Your goal
Translate this sentence from the abstract on finite time ruin probability into Spanish: "In addition, the effect of the Injection operator on ruin probability is analysed."

Text
Abstract
In this paper, the Dirac-Feynman path calculation approach is applied to analyse finite time ruin probability of a surplus process exposed to reinsurance by capital injections. Several reinsurance optimization problems on optimum insurance and reinsurance premium with respect to retention level are investigated and numerically illustrated. The retention level is chosen to decrease the finite time ruin probability and to guarantee that reinsurance premium covers an average of overall capital injections. All computations are based on Dirac-Feynman path calculation approach applied to the convolution type operators perturbed by Injection operator (shift type operator). In addition, the effect of the Injection operator on ruin probability is analysed.

Information shown
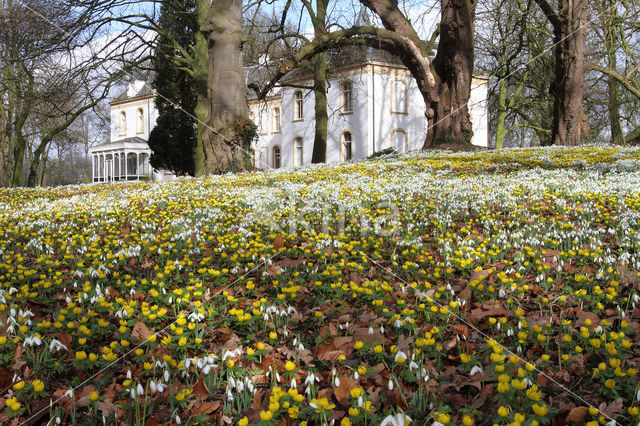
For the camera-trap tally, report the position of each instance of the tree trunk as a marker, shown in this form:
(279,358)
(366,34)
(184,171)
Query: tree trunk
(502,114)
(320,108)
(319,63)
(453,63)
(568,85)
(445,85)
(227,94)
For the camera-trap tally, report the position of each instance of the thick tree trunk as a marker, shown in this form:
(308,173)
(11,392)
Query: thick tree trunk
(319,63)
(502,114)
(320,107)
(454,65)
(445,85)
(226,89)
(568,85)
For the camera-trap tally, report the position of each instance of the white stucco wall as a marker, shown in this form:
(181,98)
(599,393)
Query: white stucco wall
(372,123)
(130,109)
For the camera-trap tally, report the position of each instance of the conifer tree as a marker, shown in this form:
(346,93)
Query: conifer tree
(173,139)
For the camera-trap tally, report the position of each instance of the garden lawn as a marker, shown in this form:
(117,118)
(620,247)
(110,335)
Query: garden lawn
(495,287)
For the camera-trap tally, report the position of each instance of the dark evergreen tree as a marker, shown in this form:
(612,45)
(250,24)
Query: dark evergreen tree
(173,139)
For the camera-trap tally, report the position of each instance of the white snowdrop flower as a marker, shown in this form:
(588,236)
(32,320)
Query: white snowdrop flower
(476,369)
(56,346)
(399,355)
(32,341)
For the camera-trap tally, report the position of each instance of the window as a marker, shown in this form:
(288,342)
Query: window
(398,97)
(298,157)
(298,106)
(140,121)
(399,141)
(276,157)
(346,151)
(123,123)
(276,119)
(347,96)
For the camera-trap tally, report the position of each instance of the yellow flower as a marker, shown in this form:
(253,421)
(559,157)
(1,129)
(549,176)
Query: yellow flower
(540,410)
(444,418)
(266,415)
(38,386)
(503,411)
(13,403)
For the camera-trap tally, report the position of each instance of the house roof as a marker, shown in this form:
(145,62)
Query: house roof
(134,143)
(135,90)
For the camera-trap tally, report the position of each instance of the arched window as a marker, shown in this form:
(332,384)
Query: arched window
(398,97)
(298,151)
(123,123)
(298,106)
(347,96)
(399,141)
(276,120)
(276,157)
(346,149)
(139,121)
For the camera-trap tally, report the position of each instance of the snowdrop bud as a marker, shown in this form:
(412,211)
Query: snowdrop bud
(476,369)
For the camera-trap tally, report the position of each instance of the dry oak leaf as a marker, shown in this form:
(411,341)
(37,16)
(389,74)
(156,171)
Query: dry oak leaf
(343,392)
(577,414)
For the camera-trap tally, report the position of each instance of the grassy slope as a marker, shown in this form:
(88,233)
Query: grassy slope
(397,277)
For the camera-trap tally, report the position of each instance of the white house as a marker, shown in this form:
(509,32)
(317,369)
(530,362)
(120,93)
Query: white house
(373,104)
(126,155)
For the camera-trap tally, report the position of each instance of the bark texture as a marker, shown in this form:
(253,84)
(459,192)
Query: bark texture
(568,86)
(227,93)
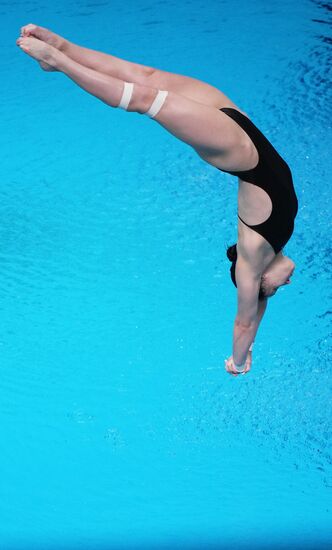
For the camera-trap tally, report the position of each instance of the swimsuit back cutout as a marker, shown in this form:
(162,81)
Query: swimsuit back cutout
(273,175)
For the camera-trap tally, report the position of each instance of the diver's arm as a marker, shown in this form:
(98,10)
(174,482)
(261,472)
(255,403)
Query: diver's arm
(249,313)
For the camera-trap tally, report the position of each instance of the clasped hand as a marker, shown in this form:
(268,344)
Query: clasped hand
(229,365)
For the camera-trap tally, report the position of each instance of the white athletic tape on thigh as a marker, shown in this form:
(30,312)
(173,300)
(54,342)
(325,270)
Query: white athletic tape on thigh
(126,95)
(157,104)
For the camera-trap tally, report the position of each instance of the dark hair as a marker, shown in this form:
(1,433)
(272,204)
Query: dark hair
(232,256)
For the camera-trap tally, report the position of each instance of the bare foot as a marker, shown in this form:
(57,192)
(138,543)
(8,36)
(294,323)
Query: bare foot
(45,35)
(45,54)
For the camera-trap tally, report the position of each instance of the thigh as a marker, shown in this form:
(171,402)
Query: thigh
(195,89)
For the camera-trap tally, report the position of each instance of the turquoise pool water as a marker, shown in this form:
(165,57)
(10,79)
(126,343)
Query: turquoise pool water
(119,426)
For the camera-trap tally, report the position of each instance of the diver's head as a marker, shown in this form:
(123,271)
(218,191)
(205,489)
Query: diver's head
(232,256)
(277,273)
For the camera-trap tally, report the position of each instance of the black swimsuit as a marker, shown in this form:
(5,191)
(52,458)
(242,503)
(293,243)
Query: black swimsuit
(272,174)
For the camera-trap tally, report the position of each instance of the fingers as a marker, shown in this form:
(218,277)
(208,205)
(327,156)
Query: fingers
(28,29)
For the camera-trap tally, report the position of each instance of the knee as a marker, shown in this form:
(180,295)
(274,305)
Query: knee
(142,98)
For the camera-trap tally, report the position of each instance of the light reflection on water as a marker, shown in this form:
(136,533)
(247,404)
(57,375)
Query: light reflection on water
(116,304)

Full response
Además, se analiza el efecto del operador de inyección sobre la probabilidad de ruina.